Exercise brief: Below is a listing. Write out exactly its lines between the one holding "Mark every instance of the pine" and the one holding "Target: rusty metal sheet on ground", inclusive.
——————
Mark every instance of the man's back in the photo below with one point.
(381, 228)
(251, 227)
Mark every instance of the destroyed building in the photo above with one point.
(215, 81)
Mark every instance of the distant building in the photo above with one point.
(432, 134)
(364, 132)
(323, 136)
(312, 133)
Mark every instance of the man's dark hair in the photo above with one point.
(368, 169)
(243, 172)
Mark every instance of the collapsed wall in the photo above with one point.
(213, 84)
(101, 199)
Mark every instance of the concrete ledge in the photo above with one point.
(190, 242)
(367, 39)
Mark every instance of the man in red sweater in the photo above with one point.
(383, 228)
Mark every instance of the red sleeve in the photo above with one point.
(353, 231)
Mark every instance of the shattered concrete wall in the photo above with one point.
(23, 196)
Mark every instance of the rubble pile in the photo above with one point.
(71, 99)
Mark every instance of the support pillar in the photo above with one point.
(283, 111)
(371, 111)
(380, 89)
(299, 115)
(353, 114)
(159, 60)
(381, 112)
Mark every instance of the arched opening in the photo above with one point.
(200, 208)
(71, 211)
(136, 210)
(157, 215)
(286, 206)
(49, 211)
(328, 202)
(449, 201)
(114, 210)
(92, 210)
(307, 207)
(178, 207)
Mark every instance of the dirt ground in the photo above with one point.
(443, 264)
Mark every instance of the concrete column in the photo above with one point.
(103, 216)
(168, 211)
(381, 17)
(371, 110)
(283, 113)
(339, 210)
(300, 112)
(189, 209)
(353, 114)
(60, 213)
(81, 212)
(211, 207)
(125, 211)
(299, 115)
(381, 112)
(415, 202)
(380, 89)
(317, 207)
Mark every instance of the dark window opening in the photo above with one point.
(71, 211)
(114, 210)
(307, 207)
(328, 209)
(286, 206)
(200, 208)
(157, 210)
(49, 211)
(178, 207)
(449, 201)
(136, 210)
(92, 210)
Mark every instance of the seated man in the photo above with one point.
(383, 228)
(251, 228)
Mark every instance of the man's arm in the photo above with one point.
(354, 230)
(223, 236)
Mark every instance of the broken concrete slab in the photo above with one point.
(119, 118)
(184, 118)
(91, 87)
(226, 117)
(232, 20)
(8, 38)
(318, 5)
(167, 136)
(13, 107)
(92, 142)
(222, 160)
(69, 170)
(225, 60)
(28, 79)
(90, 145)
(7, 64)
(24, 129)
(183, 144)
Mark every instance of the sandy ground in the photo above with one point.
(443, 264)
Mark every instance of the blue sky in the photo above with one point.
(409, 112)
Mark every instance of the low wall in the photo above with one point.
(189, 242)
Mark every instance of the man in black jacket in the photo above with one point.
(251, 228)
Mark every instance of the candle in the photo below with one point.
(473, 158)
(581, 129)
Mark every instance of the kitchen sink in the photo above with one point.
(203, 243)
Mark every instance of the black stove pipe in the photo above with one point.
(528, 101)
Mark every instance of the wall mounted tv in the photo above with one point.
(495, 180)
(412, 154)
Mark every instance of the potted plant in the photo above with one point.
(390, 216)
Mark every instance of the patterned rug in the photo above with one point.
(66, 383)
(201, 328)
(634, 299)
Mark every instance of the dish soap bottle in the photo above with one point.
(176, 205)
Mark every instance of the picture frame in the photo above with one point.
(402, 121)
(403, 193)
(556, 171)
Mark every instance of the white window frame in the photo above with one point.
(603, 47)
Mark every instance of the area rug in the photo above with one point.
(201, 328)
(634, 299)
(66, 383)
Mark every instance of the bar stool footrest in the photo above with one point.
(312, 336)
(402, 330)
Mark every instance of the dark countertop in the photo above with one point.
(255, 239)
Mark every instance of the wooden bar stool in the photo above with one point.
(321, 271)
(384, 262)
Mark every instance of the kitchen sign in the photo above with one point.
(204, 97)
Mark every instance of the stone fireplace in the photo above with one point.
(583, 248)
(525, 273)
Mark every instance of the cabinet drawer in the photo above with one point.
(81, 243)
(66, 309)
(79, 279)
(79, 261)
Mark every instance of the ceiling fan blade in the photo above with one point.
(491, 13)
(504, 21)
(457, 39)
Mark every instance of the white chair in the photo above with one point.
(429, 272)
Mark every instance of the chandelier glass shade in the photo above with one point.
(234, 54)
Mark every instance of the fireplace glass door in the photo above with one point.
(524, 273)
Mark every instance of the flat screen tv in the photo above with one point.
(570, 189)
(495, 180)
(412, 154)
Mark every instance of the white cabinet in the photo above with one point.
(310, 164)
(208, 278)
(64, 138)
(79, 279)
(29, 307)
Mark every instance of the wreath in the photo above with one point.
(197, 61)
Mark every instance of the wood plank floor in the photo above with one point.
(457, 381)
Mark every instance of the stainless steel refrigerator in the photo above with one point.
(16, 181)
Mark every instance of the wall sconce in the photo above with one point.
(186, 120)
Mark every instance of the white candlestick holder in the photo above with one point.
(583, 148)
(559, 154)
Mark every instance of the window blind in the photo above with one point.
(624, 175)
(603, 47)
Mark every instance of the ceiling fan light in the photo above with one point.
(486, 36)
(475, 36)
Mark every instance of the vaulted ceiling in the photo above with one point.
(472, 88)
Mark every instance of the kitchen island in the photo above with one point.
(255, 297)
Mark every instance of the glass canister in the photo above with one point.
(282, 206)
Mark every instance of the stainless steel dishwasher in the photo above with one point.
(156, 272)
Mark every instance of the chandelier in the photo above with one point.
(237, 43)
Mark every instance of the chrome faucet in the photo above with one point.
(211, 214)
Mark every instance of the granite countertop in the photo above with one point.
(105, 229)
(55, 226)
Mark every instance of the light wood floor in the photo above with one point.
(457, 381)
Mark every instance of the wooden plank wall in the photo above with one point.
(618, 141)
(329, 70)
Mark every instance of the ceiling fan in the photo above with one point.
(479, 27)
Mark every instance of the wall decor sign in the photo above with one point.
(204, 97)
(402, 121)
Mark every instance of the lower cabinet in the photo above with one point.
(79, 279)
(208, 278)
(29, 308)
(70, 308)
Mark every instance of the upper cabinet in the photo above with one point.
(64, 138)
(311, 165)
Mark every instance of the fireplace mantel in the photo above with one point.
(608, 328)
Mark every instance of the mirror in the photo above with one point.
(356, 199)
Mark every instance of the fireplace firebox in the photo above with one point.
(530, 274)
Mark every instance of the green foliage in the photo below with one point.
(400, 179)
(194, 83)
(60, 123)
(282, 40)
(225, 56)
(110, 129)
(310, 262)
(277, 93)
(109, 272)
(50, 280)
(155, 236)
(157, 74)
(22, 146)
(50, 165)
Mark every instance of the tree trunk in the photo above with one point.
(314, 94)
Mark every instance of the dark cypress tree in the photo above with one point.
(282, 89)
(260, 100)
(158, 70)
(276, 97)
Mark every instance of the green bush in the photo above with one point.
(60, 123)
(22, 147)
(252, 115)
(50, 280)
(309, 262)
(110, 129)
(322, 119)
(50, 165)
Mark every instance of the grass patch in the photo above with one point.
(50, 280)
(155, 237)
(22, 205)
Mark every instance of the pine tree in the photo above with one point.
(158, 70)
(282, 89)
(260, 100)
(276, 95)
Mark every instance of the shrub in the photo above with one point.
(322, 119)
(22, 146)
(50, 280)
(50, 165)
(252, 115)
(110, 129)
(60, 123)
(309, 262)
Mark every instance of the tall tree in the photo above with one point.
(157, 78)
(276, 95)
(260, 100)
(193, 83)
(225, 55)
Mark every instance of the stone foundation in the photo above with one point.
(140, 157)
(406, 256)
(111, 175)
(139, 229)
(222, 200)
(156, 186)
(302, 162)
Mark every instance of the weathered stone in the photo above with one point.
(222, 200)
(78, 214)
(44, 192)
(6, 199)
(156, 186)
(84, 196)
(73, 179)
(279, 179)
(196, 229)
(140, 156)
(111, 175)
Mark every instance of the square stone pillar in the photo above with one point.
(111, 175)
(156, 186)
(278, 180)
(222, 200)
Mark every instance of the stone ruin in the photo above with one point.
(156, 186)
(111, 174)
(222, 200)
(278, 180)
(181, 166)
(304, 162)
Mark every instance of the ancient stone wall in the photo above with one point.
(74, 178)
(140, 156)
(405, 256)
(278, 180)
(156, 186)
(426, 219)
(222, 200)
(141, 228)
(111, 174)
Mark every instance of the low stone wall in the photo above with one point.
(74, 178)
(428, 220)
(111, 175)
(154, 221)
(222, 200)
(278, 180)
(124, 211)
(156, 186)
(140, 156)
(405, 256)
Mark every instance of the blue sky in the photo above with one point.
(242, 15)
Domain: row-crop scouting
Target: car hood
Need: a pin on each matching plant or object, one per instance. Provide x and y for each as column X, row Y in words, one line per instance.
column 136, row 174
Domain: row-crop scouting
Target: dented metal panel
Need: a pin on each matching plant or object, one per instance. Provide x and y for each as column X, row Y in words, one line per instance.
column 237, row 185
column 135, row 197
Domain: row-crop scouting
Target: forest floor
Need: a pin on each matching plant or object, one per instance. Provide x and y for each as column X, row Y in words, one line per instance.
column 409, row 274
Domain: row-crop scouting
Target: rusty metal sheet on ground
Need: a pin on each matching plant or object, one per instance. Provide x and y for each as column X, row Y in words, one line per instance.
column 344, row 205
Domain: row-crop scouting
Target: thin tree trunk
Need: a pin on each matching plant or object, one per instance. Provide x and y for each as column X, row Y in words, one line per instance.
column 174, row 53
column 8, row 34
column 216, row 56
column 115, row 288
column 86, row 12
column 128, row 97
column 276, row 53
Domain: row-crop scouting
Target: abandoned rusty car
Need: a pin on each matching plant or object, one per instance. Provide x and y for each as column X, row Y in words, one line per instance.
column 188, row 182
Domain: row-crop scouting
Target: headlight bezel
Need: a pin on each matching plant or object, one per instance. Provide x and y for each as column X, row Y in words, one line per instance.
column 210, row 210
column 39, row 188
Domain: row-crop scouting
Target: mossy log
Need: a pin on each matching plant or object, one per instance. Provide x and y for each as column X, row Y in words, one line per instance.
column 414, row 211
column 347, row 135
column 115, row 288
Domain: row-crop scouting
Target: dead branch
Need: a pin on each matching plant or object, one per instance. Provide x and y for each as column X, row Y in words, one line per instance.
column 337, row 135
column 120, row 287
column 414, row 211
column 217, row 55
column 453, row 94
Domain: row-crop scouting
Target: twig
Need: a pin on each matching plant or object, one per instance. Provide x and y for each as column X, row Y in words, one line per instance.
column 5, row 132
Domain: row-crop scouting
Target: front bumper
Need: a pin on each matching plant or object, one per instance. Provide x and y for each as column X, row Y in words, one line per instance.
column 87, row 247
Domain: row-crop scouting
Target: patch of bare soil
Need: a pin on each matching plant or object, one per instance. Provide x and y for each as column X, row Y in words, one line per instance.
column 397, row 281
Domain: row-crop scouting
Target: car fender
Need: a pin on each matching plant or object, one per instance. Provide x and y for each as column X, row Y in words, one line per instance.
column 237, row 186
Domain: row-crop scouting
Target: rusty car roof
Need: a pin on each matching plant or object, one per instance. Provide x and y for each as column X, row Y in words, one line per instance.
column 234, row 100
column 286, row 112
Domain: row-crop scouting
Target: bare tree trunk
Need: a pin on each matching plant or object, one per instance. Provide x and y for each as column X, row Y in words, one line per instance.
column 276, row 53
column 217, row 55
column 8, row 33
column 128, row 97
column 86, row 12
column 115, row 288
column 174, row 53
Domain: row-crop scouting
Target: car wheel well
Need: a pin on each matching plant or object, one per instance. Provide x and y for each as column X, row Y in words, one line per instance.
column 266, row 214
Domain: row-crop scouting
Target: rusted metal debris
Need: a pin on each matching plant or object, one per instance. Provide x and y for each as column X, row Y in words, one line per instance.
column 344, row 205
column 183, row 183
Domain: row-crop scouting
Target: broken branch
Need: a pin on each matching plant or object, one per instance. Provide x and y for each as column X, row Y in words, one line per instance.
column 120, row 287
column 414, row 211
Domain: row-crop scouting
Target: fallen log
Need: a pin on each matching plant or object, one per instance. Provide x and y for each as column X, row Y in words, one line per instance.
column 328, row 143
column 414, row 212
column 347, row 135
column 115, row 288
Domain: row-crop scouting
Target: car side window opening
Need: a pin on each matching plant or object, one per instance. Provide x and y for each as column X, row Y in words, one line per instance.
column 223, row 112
——————
Answer to this problem:
Mark every instance of the pine tree in the photo above with one point.
(158, 70)
(282, 89)
(260, 100)
(276, 95)
Mark every instance of the shrub in the photo above with one point.
(322, 119)
(22, 146)
(50, 280)
(50, 165)
(252, 115)
(110, 129)
(60, 123)
(309, 262)
Mark every instance of the tall tree in the photo above with one point.
(157, 78)
(276, 95)
(260, 100)
(193, 83)
(225, 55)
Mark every instance of the stone foundation in the photo above with one point.
(140, 157)
(406, 256)
(111, 175)
(139, 229)
(222, 200)
(156, 186)
(302, 162)
Mark every instance of the weathered stone in the photo above with one point.
(222, 200)
(78, 214)
(44, 192)
(6, 199)
(156, 186)
(84, 196)
(73, 179)
(279, 179)
(196, 229)
(140, 156)
(111, 175)
Mark every instance of the square stone pillar in the photo above with one point.
(111, 175)
(156, 186)
(278, 180)
(222, 200)
Mark every instance of the stone ruin in the photo above with one point.
(156, 186)
(111, 174)
(222, 200)
(278, 180)
(181, 166)
(304, 162)
Mark every instance of the ancient stone wall in the photo above with one point.
(74, 178)
(140, 156)
(405, 256)
(278, 180)
(156, 186)
(426, 219)
(222, 200)
(141, 228)
(111, 174)
Mark every instance of the low stone wall in the photo above with one point.
(74, 178)
(428, 220)
(111, 175)
(154, 221)
(222, 200)
(278, 180)
(124, 211)
(156, 186)
(140, 156)
(405, 256)
Mark every instance of the blue sky in the photo above with one point.
(242, 15)
Domain: row-crop scouting
Target: car hood
Need: a pin on each matching plant or object, one per instance. Provide x and y for each as column X, row Y in words, one line per instance.
column 136, row 174
Domain: row-crop scouting
Target: dented metal panel
Need: a pin on each matching plant or object, one per instance. Provide x and y for each as column X, row Y in words, one line per instance.
column 237, row 185
column 135, row 197
Domain: row-crop scouting
Target: forest floor
Need: a pin on each matching plant or object, one per instance. Provide x and y for each as column X, row Y in words, one line per instance.
column 409, row 274
Domain: row-crop scouting
Target: rusty metal sheet on ground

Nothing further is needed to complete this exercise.